# What to do:
Please pull out every line in the rows below that contains the word "floor", copying each line in full.

[Begin Provided information]

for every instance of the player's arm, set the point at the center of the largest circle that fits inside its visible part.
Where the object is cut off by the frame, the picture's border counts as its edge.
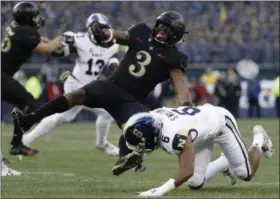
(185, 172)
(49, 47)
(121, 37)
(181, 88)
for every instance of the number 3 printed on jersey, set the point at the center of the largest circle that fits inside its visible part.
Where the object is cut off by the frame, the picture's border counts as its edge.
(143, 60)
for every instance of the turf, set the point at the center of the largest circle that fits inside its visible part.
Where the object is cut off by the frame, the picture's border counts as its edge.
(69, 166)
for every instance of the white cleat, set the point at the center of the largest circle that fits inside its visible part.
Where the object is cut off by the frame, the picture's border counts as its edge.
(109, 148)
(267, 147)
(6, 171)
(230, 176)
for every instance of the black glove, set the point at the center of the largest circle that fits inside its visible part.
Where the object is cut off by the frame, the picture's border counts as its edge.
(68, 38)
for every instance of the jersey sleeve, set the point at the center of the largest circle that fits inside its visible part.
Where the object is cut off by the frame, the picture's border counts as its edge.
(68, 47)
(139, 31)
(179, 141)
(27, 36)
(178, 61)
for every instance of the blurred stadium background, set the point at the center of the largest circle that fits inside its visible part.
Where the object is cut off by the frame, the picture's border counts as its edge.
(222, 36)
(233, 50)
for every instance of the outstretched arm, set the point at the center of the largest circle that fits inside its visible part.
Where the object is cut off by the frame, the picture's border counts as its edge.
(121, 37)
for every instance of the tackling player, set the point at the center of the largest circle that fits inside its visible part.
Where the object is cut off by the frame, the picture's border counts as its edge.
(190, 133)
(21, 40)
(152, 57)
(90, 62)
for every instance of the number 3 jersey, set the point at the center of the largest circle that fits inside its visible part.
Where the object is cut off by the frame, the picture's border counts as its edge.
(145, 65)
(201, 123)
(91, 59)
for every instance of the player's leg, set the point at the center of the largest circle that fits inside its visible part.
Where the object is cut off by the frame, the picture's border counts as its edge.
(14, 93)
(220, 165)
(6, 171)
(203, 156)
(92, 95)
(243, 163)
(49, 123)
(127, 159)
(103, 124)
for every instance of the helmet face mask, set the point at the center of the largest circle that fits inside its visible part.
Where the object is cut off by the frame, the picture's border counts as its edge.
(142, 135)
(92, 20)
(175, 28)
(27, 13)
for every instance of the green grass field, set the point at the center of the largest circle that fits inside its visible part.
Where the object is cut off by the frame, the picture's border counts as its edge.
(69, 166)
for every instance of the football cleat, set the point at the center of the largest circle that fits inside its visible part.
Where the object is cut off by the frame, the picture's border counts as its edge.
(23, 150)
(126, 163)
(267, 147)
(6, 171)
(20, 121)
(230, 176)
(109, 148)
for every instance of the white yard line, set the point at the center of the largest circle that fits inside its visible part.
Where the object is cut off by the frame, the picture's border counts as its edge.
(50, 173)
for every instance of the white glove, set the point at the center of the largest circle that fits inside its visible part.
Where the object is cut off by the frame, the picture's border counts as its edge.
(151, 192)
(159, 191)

[End Provided information]
[Begin Provided information]

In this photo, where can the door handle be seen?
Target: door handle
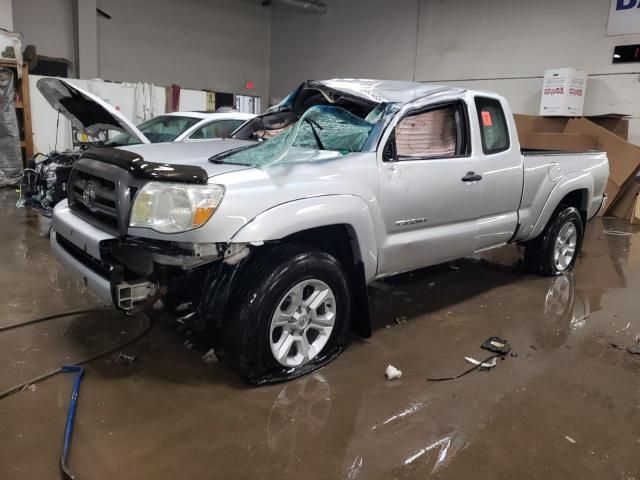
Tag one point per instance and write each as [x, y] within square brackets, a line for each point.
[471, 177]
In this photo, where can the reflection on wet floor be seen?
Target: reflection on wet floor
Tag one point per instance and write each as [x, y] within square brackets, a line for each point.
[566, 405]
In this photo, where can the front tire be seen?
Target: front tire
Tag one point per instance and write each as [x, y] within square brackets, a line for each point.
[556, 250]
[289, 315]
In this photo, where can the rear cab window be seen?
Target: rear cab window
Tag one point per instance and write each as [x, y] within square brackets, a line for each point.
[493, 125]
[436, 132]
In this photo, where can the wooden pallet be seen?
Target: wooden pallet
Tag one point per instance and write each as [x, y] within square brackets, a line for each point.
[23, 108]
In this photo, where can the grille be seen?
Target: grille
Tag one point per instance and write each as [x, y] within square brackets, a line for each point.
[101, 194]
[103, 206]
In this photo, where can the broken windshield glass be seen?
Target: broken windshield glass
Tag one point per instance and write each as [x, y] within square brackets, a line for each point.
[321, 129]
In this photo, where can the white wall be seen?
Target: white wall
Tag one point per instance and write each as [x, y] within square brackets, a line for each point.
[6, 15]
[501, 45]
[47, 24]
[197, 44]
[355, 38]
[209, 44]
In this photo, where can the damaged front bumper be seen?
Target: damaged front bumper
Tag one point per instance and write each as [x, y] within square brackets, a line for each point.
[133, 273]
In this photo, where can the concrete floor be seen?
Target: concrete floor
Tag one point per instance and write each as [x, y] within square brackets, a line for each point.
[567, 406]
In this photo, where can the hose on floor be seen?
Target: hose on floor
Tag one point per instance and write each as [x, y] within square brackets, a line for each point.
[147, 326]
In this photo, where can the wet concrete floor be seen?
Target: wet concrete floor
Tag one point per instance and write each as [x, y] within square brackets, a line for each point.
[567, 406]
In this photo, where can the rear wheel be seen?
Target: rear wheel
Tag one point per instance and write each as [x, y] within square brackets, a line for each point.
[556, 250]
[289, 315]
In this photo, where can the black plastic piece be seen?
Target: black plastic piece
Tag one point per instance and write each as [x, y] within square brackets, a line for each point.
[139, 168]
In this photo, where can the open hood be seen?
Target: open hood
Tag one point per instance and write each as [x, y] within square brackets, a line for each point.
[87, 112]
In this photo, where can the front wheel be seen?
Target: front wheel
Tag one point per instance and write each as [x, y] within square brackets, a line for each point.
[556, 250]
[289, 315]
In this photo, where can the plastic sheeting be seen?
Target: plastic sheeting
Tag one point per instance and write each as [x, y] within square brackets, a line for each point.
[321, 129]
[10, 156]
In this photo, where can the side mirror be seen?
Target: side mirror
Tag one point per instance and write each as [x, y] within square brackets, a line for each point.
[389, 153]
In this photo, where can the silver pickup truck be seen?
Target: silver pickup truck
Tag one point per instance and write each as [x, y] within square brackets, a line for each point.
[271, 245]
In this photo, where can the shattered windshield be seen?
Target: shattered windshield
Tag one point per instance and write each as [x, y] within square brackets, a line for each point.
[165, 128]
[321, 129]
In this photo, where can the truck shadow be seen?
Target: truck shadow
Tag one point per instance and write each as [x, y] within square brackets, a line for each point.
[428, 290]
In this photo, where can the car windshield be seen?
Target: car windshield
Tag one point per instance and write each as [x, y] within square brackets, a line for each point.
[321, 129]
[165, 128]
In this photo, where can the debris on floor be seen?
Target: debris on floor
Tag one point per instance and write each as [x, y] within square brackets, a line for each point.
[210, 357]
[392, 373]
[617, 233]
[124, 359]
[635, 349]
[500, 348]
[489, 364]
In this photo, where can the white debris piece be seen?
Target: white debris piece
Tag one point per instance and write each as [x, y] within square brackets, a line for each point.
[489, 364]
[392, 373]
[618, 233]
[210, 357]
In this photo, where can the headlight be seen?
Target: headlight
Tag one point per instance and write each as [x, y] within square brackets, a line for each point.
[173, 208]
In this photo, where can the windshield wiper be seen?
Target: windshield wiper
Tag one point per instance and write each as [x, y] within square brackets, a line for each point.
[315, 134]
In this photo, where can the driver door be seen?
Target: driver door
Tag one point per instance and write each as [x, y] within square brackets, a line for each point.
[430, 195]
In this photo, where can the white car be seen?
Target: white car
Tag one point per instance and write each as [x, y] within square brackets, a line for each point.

[End Provided information]

# Problem solution:
In this photo, where can the reflection on wet floor be seen?
Target: reflection on wet floor
In this photo, where can the concrete floor be seen?
Target: concrete floor
In this photo, where can the hose on floor be seen?
Target: hose on floor
In this photo, where can the wet concrete floor be seen?
Target: wet concrete floor
In this photo, where can the debris on floor be seen?
Target: debris on floor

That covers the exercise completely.